# [Task directions]
All of the data goes into your copy exactly as written. Images do not.

# [Given records]
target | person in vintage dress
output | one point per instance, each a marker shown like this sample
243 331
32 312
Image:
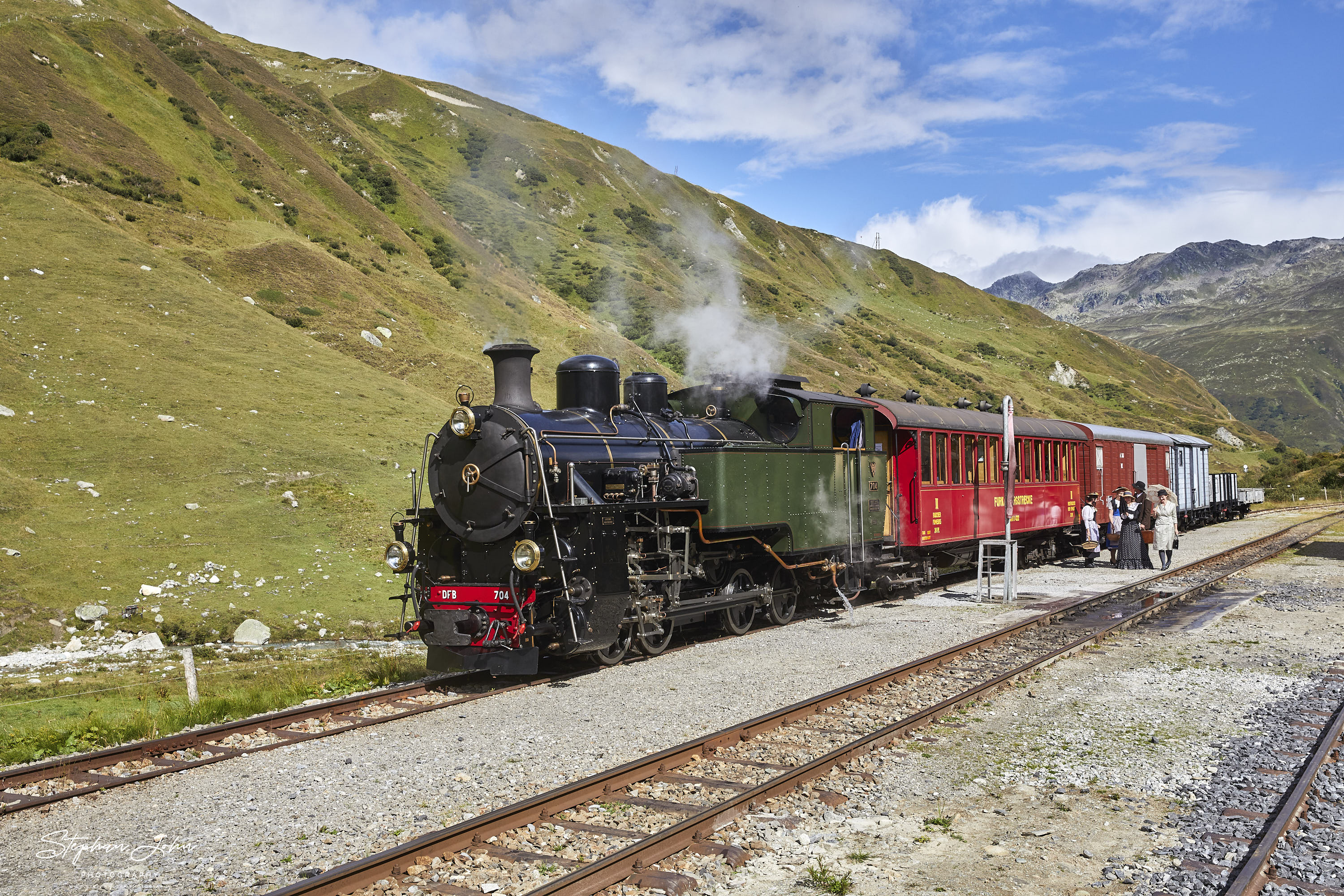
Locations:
1164 527
1116 505
1146 519
1131 532
1092 530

# [Exercise output]
target | person in vintage dress
output | one point per instance, each a marker shown like this sample
243 331
32 312
Image:
Locations:
1164 527
1116 505
1146 519
1131 532
1092 530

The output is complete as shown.